Supplied records
*** Block opens ***

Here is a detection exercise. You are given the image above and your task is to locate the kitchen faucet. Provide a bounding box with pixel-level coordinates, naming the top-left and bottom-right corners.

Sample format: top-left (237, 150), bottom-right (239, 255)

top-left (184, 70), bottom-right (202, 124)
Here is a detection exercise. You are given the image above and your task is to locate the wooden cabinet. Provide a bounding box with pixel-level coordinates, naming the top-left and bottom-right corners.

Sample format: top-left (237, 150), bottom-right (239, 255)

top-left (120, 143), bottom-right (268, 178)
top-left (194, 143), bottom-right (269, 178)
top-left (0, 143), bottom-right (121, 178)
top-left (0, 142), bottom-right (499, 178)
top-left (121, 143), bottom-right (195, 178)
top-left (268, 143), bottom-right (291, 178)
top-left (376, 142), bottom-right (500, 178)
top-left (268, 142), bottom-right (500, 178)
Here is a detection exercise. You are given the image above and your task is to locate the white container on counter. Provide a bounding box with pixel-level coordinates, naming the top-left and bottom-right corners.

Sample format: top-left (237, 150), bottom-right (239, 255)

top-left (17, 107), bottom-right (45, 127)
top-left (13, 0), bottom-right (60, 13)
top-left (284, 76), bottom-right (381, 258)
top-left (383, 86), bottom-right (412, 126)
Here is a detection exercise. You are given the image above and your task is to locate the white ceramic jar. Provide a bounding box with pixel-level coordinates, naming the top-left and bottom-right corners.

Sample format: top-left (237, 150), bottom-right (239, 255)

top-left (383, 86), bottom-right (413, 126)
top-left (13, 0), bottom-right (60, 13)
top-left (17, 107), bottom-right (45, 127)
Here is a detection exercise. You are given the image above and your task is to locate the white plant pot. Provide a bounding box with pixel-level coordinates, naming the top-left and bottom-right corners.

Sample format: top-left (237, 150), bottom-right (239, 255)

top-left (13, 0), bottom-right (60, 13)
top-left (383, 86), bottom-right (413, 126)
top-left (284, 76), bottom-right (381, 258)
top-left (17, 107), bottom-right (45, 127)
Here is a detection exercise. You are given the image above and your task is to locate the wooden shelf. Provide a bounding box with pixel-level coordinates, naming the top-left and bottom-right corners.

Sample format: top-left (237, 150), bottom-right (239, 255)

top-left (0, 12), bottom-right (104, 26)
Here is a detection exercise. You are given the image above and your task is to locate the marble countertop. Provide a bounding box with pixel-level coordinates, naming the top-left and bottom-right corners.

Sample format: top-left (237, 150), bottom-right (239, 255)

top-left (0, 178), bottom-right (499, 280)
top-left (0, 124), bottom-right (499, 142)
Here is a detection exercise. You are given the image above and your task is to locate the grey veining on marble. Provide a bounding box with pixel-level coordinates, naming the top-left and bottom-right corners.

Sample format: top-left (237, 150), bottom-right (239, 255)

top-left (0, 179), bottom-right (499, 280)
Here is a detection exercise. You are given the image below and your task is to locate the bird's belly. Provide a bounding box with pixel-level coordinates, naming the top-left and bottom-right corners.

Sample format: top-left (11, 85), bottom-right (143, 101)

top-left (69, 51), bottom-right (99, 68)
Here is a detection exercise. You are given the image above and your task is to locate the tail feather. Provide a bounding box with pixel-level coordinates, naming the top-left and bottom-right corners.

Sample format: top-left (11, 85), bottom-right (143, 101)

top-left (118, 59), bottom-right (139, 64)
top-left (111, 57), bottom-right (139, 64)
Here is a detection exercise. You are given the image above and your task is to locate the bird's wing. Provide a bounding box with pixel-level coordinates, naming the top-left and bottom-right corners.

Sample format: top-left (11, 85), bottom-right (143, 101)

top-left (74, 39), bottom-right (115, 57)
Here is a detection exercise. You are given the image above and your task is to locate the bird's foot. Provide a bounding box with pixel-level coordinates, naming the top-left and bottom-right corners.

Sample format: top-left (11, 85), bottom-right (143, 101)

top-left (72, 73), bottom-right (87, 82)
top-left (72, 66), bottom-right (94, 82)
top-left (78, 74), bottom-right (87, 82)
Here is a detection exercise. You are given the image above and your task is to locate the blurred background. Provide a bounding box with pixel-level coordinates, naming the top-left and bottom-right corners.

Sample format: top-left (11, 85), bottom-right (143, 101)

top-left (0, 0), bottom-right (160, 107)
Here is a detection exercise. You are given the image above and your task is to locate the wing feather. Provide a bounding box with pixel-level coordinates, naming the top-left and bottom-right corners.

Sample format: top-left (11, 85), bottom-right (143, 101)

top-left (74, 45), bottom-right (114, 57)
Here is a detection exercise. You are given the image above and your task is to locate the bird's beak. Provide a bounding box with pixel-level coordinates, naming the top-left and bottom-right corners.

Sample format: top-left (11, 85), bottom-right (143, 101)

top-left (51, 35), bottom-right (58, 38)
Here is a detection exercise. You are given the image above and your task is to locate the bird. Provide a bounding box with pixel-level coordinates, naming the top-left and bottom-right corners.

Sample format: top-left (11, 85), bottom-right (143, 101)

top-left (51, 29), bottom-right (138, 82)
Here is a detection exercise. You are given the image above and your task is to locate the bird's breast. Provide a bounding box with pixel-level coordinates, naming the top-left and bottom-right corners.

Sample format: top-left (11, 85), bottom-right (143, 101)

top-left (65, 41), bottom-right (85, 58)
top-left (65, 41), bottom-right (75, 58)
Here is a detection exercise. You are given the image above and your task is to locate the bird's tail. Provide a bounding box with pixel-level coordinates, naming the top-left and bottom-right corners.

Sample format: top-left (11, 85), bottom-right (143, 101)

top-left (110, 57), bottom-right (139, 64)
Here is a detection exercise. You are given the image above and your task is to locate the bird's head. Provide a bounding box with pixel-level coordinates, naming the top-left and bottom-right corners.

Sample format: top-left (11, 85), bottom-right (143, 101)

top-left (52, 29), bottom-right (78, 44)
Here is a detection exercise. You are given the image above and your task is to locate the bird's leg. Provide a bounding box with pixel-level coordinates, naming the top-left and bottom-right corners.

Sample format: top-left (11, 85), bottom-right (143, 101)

*** Block closes ***

About this exercise
What you return should match the listing above exactly.

Solution for this exercise
Here is a detection exercise. You are given the image above and your task is to locate the kitchen faucet. Provide a bounding box with pixel-level coordinates, naming the top-left and bottom-right corners.

Sample format: top-left (237, 150), bottom-right (239, 255)

top-left (184, 70), bottom-right (202, 124)
Here is a detection exercise. You are given the image above and your task is to locate the wooden cabinet. Provide a bounding box with pixel-level coordinates, naming the top-left and bottom-right corners.

Sample format: top-left (237, 150), bottom-right (239, 255)

top-left (120, 143), bottom-right (268, 178)
top-left (194, 143), bottom-right (269, 178)
top-left (0, 143), bottom-right (121, 178)
top-left (0, 142), bottom-right (499, 178)
top-left (121, 143), bottom-right (195, 178)
top-left (268, 143), bottom-right (291, 178)
top-left (376, 142), bottom-right (500, 178)
top-left (268, 142), bottom-right (500, 178)
Here is a detection exercise. You are given the image above and your task is to locate the white container on counter. Provide a bounding box with pixel-level coordinates, naming the top-left and bottom-right corners.

Sample format: top-left (237, 150), bottom-right (239, 255)

top-left (17, 107), bottom-right (45, 127)
top-left (13, 0), bottom-right (60, 13)
top-left (284, 76), bottom-right (381, 258)
top-left (383, 86), bottom-right (412, 126)
Here is a detection exercise. You are given the image above and your task is to locate the white ceramic jar. Provide a bounding box with pixel-level coordinates, naming the top-left and bottom-right corners.

Sample format: top-left (237, 150), bottom-right (239, 255)

top-left (383, 86), bottom-right (413, 126)
top-left (13, 0), bottom-right (60, 13)
top-left (17, 107), bottom-right (45, 127)
Here is a detection exercise. You are given the image above and your task is to locate the white plant pot. Provide a bounding box with pixel-level coordinates, naming the top-left and bottom-right corners.

Sample format: top-left (237, 150), bottom-right (239, 255)

top-left (13, 0), bottom-right (60, 13)
top-left (383, 86), bottom-right (413, 126)
top-left (284, 76), bottom-right (381, 258)
top-left (17, 107), bottom-right (45, 127)
Here is a detection exercise. You are given the image above and your task is to locate the wooden shelf. Provide a bounding box with pixel-level coordinates, naming the top-left and bottom-right corners.

Sample format: top-left (237, 150), bottom-right (239, 255)

top-left (0, 12), bottom-right (104, 26)
Here is a detection exercise. You are given the image above and your task is to locate the marble countertop. Provide a bounding box with pixel-level coordinates, naming the top-left and bottom-right corners.

Sample format: top-left (237, 150), bottom-right (239, 255)

top-left (0, 178), bottom-right (499, 280)
top-left (0, 124), bottom-right (499, 142)
Here is a detection exercise. You are given the image above and your task is to locate the grey veining on marble. Provide a bounding box with pixel-level coordinates, naming the top-left and bottom-right corners.

Sample format: top-left (237, 150), bottom-right (239, 255)

top-left (0, 179), bottom-right (499, 280)
Here is a detection exercise. You are given the image below and your task is to locate the bird's belly. Provide a bounding box with pixel-level coordinates, naming the top-left and bottom-right corners.

Sample format: top-left (11, 85), bottom-right (143, 101)

top-left (69, 51), bottom-right (99, 68)
Here is a detection exercise. You are given the image above and your task is to locate the tail feather. Provide a bounding box with pixel-level coordinates, naming the top-left and bottom-right corners.

Sample format: top-left (11, 85), bottom-right (143, 101)

top-left (118, 59), bottom-right (139, 64)
top-left (111, 57), bottom-right (139, 64)
Here is a detection exercise. You are given the image above and your task is to locate the bird's wing. Provide a bounding box with pixel-level coordinates, naming the top-left and bottom-right corners.

Sample format: top-left (11, 85), bottom-right (143, 101)

top-left (74, 39), bottom-right (115, 57)
Here is a detection exercise. You are given the image above and your task is to locate the bird's foot. Provide a bounding box with pixel-level coordinates, naming the top-left and bottom-right corners.

Sample format: top-left (11, 85), bottom-right (143, 101)

top-left (72, 73), bottom-right (87, 82)
top-left (72, 66), bottom-right (94, 82)
top-left (78, 74), bottom-right (87, 82)
Here is a detection exercise. You are given the image above and your task is to locate the blurred background. Provide a bounding box with pixel-level coordinates, naming the top-left and bottom-right corners.

Sample format: top-left (11, 85), bottom-right (143, 101)

top-left (0, 0), bottom-right (160, 107)
Here is a detection exercise. You are given the image above and your task is to locate the wing feather. Provide a bounding box with pixel-level coordinates, naming the top-left and bottom-right corners.

Sample format: top-left (11, 85), bottom-right (143, 101)

top-left (74, 45), bottom-right (114, 57)
Here is a detection exercise. You are given the image above and your task is to locate the bird's beak. Provide a bounding box with pixel-level coordinates, naming the top-left and bottom-right corners.

Sample format: top-left (11, 85), bottom-right (143, 101)

top-left (51, 35), bottom-right (58, 38)
Here is a detection exercise. You are given the image above and your task is to locate the bird. Provide a bounding box with pixel-level coordinates, naming the top-left and bottom-right corners.

Sample format: top-left (11, 85), bottom-right (143, 101)

top-left (51, 29), bottom-right (138, 82)
Here is a detection exercise. You are given the image above and your task is to locate the bird's breast. Provide a bounding box with pixel-level coordinates, naming the top-left and bottom-right corners.

Sample format: top-left (11, 85), bottom-right (143, 101)

top-left (65, 41), bottom-right (85, 58)
top-left (65, 41), bottom-right (75, 58)
Here is a detection exercise. You are given the image above and your task is to locate the bird's tail. Provide a bounding box with pixel-level coordinates, naming the top-left and bottom-right corners.

Sample format: top-left (11, 85), bottom-right (143, 101)

top-left (110, 57), bottom-right (139, 64)
Here is a detection exercise. You are given the image above and your task is to locate the bird's head. Provide a bounding box with pixel-level coordinates, naming the top-left and bottom-right corners.

Sample format: top-left (11, 85), bottom-right (143, 101)

top-left (52, 29), bottom-right (78, 44)
Here is a detection exercise. You are given the image above and your task is to locate the bird's leg. Provide a bounding box with pixel-level coordinates, naming the top-left and bottom-right corners.

Sample format: top-left (11, 85), bottom-right (143, 101)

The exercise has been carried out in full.